Istruzione assegnata: Elenca ogni riga qui sotto in cui compare la parola "light".

Righe da elaborare:

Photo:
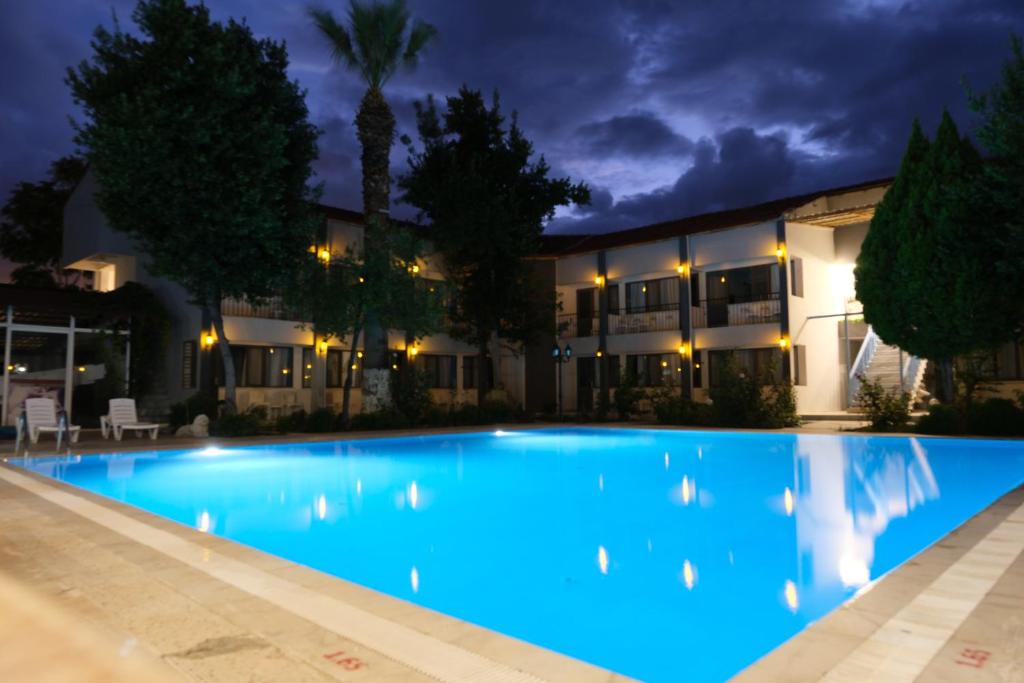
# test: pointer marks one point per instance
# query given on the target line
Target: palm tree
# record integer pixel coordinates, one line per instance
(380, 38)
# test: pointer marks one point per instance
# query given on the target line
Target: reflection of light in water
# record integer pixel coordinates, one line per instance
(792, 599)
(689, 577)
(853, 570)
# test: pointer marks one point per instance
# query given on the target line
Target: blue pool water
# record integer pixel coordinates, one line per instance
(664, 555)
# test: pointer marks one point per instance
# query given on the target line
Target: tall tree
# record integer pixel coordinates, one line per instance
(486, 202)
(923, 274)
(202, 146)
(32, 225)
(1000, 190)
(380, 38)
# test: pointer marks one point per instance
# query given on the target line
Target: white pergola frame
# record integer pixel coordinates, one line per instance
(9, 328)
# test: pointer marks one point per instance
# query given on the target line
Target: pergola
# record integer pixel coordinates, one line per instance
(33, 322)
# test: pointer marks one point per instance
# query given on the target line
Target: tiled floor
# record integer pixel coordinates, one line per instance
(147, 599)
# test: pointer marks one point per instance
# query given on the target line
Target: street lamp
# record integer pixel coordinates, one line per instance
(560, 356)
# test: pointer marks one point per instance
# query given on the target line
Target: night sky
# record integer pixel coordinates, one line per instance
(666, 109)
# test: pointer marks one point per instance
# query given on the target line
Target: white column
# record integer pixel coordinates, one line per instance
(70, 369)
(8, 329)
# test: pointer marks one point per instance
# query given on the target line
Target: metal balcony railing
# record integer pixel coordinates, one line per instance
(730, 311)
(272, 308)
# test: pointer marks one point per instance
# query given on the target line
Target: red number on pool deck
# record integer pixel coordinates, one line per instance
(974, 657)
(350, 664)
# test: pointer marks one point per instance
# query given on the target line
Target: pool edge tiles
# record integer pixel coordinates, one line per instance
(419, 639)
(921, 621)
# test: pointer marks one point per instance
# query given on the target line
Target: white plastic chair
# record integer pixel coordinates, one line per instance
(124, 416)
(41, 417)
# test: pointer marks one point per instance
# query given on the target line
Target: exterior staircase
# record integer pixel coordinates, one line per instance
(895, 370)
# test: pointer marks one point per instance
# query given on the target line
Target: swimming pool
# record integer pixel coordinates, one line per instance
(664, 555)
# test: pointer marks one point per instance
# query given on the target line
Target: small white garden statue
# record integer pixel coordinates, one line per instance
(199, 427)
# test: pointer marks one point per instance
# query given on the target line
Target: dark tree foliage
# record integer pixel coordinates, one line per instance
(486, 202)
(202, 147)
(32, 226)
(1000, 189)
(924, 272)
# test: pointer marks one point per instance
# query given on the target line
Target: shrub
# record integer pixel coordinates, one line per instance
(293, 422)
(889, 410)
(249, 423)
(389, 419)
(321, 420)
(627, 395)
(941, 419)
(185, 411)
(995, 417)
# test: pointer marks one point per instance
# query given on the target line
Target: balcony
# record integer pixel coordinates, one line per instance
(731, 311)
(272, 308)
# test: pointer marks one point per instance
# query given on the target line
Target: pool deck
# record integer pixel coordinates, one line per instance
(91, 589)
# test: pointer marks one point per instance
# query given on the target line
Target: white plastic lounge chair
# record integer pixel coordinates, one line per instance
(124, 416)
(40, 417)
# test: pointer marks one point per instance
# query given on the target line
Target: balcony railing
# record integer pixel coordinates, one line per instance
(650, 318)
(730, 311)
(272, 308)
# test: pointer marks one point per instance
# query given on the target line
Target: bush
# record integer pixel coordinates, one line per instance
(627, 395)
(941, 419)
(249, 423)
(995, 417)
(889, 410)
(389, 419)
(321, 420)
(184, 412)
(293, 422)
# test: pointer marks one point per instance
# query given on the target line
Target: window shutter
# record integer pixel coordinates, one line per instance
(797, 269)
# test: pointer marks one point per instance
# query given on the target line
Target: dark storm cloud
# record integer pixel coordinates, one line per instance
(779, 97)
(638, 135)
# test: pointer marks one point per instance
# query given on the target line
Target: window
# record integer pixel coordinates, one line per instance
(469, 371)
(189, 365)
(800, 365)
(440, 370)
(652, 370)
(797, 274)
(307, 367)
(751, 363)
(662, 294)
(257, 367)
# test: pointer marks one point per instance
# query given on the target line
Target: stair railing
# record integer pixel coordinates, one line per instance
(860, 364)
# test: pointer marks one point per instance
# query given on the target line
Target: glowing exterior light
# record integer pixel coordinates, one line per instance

Compito svolto:
Target: reflection of light in water
Target: glowing exterior light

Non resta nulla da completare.